Make in India – An Initiative for Economic Development of the Country

Economic Diplomacy

The main aim of Intellectual Property Right (IPR) is to establish a vibrant intellectual property regime in the country. In the era of Make in India, the government has decided to improve and protect the intellectual property rights of innovators and creators by upgrading infrastructure, and using state-of-the-art technology.

Make in India is a program of the Government of India to encourage companies to manufacture their products in India. It was launched by Prime Minister Narendra Modi on September 25, 2014. At an elementary level, Make in India is an effort to alter the production structure of the economy. The major objective behind the initiative is to focus on 25 sectors of the economy for job creation and skill enhancement. Some of these sectors are automobiles, chemicals, IT, pharmaceuticals, textiles, ports, aviations, leather, tourism and hospitality, wellness, railways, auto components, design manufacturing, energy, mining, bio-technology, and electronics. It is expected that this developmental initiative will increase GDP growth and tax revenue of the country. The initiative also aims at high quality standards and minimising the degradation of environment.

(ACTIVITIES)
• A. Which abbreviations appear in the Make in India text?
• B. Copy the Make in India text between "The main aim" and "using state-of-the-art technology.", inclusive.
• C. Can you continue the Make in India text from where it stops?
The data that follows comes from a separate source.

(GIVEN RECORDS)
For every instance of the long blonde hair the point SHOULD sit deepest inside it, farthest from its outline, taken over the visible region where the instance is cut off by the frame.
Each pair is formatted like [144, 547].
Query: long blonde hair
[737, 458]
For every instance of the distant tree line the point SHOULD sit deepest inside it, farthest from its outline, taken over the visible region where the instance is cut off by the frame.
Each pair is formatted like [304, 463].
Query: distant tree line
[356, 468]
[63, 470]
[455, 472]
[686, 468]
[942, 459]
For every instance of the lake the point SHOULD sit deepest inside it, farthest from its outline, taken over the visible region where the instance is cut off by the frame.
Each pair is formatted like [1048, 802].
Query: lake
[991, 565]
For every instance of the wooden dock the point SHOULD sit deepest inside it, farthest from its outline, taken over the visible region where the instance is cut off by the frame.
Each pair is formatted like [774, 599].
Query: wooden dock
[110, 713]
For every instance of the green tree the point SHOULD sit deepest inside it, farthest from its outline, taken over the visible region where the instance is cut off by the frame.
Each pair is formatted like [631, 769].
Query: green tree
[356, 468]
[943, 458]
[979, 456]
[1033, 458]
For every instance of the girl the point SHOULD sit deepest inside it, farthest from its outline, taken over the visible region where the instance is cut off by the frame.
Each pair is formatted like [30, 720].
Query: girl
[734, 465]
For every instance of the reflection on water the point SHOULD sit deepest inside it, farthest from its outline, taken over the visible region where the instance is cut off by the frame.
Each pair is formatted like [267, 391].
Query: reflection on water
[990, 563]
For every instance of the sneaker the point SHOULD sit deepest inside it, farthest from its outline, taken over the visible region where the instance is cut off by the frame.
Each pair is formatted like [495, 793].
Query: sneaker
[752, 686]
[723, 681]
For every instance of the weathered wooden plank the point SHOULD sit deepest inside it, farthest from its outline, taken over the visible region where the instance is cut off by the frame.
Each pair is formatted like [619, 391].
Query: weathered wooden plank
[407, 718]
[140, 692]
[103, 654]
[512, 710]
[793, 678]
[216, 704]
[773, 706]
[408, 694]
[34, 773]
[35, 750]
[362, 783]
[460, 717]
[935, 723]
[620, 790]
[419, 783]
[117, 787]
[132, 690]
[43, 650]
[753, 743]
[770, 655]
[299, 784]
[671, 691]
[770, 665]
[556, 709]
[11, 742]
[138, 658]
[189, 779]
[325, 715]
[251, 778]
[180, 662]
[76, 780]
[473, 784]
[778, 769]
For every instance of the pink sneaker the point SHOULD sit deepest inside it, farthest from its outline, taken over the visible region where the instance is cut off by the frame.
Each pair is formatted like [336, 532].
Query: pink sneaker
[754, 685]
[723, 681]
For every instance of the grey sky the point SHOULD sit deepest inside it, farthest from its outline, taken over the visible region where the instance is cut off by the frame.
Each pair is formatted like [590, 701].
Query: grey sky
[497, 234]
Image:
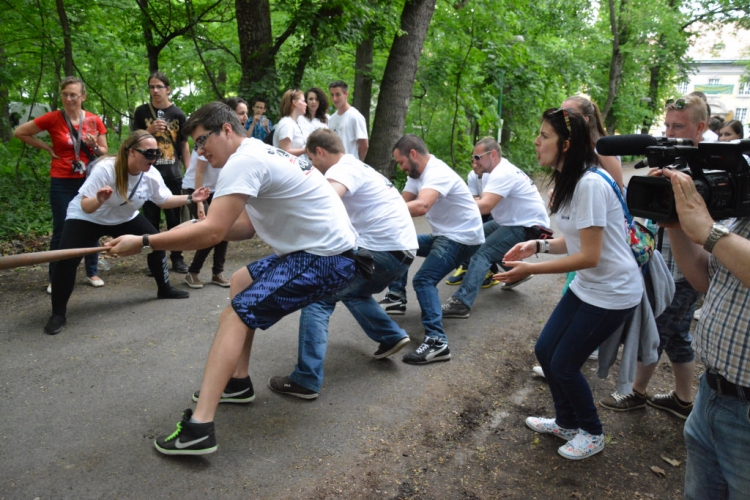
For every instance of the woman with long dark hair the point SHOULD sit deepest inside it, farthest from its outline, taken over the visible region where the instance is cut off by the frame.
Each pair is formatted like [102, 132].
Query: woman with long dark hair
[316, 115]
[607, 287]
[107, 204]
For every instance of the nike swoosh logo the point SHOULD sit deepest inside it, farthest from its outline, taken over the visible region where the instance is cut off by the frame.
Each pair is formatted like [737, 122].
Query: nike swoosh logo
[179, 445]
[232, 394]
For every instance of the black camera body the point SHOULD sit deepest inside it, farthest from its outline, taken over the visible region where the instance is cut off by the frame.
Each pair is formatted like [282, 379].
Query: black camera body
[720, 171]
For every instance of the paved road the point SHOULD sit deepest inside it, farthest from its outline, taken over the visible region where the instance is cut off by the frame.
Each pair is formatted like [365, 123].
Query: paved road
[79, 410]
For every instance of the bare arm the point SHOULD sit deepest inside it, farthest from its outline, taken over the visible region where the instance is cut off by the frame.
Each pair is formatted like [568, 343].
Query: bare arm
[586, 258]
[362, 146]
[487, 201]
[421, 203]
[26, 133]
[214, 229]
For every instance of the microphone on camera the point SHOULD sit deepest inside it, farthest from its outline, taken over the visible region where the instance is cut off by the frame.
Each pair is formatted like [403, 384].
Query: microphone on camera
[634, 144]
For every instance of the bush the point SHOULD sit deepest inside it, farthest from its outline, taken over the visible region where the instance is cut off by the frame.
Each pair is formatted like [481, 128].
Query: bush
[24, 193]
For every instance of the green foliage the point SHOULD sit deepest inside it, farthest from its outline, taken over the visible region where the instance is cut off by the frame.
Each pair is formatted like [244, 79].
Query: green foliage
[24, 195]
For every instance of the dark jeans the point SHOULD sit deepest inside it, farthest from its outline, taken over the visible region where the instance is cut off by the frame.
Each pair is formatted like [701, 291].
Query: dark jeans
[81, 233]
[61, 192]
[220, 250]
[153, 214]
[574, 331]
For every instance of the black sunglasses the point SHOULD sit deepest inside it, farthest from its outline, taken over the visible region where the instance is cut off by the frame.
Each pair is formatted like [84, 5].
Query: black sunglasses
[149, 154]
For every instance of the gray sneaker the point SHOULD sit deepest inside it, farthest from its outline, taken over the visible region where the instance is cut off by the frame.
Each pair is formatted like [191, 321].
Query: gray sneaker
[454, 308]
[668, 402]
[623, 402]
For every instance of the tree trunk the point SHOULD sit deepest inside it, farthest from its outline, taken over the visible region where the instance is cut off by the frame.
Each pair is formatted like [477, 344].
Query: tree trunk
[398, 81]
[6, 129]
[619, 34]
[67, 45]
[363, 77]
[256, 48]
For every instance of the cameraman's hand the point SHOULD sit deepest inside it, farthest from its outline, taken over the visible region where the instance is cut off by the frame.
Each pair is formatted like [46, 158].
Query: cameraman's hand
[694, 218]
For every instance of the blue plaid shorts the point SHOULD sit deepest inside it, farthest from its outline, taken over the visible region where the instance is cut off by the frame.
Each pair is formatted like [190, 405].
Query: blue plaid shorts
[282, 285]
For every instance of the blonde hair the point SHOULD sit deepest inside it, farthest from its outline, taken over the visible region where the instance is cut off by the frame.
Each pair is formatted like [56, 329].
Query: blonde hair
[121, 161]
[287, 101]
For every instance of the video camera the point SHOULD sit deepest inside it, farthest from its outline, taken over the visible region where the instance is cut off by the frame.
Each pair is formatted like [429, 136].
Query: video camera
[720, 171]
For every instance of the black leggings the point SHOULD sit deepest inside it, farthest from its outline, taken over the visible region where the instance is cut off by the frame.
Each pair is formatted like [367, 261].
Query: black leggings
[80, 233]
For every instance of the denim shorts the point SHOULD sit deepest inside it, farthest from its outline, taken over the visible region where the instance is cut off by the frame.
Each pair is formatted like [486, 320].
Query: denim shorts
[674, 324]
[282, 285]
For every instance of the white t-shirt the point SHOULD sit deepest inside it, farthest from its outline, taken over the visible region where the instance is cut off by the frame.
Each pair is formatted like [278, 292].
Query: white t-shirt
[292, 210]
[475, 183]
[115, 211]
[210, 174]
[615, 283]
[454, 214]
[289, 129]
[350, 127]
[377, 211]
[310, 126]
[521, 204]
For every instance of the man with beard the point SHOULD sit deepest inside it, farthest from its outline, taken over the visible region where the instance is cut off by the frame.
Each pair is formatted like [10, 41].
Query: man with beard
[436, 192]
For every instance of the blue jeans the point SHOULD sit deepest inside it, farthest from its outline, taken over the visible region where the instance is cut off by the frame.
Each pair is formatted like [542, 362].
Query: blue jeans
[574, 331]
[498, 240]
[61, 192]
[357, 297]
[717, 437]
[442, 255]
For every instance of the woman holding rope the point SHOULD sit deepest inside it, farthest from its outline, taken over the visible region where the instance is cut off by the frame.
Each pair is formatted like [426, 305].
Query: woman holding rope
[107, 204]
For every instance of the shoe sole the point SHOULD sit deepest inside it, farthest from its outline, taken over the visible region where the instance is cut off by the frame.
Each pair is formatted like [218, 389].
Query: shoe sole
[393, 350]
[295, 394]
[564, 438]
[456, 315]
[511, 286]
[668, 410]
[231, 400]
[446, 357]
[571, 457]
[615, 408]
[206, 451]
[395, 312]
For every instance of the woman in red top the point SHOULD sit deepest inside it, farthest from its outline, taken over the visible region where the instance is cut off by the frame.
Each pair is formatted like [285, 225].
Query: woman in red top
[70, 154]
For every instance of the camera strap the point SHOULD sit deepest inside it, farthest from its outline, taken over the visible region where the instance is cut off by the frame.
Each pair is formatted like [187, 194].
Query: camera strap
[75, 136]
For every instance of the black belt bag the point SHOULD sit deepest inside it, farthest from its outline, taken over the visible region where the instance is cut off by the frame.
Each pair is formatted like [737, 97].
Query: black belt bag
[363, 260]
[726, 388]
[403, 257]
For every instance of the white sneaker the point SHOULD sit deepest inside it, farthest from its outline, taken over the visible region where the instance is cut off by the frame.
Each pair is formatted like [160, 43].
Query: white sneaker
[96, 281]
[583, 445]
[549, 426]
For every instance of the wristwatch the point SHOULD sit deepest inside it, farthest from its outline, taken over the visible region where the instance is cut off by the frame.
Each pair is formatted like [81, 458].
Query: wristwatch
[718, 231]
[146, 247]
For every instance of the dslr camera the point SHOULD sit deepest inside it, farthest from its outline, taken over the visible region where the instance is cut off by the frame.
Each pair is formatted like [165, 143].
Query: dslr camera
[720, 171]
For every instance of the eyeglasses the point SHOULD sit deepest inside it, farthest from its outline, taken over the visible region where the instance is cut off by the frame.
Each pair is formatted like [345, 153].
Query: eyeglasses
[479, 157]
[149, 154]
[201, 141]
[678, 104]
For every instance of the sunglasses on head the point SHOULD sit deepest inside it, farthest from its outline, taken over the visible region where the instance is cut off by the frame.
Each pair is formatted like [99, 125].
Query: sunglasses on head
[149, 154]
[678, 104]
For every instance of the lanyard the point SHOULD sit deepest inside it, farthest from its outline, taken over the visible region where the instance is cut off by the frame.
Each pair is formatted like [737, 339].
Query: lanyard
[75, 135]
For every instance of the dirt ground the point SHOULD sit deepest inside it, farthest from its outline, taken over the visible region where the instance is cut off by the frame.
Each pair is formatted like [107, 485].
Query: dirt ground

(REPLIES)
• A. IPR, IT, GDP

• B.
The main aim of Intellectual Property Right (IPR) is to establish a vibrant intellectual property regime in the country. In the era of Make in India, the government has decided to improve and protect the intellectual property rights of innovators and creators by upgrading infrastructure, and using state-of-the-art technology.

• C.
The impor­tance of Make in India as a discipline is enormous in the globalised era. There is a need to deliberate on various issues related to economics of Make in India in order to harness the opportunities available, face the challenges and combat these issues of varying complexities.

Logo of Make in India

The Make in India logo is as important as its objective. It is derived from India’s national emblem. The wheel denotes the movement or progress peacefully with dynamism. It also carries India’s enlightened past and focuses towards the way to a vibrant future. The prowling lion stands for strength, courage, tenacity and wisdom.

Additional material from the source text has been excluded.